(Referring expression grounding data)
=== Begin Enclosure ===
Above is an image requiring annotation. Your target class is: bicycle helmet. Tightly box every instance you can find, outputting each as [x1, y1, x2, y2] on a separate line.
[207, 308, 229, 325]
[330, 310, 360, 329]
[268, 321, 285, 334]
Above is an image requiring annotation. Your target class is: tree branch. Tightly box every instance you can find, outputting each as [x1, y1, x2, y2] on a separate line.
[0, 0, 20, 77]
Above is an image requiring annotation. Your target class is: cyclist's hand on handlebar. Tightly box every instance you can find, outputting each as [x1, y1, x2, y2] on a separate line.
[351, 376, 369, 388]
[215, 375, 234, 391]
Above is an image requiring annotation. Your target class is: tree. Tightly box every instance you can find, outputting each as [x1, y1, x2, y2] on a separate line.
=== End Enclosure ===
## Your instructions
Write out the data once more, word for word.

## Task result
Above is an image requiring annotation. Your target class is: bicycle helmet. Tightly box every instance you can find, outputting each as [x1, y1, x2, y2] on a separate line.
[207, 308, 229, 325]
[330, 310, 360, 329]
[268, 321, 285, 334]
Above is an image requiring annotation. Your target class is: tree branch. Tightly box every instance you can find, outputting each as [x1, y1, x2, y2] on a separate line.
[0, 0, 20, 77]
Above is an image requiring annotation. Your target class is: cyclist's hand on handlebar. Tightly box every instance you can find, outputting each as [x1, y1, x2, y2] on a separate line.
[351, 376, 369, 388]
[215, 375, 234, 391]
Above is an image requiring annotation. Your target class is: tree. Tightly box every instance you can find, outputting each as [x1, y1, x2, y2] on a separate line.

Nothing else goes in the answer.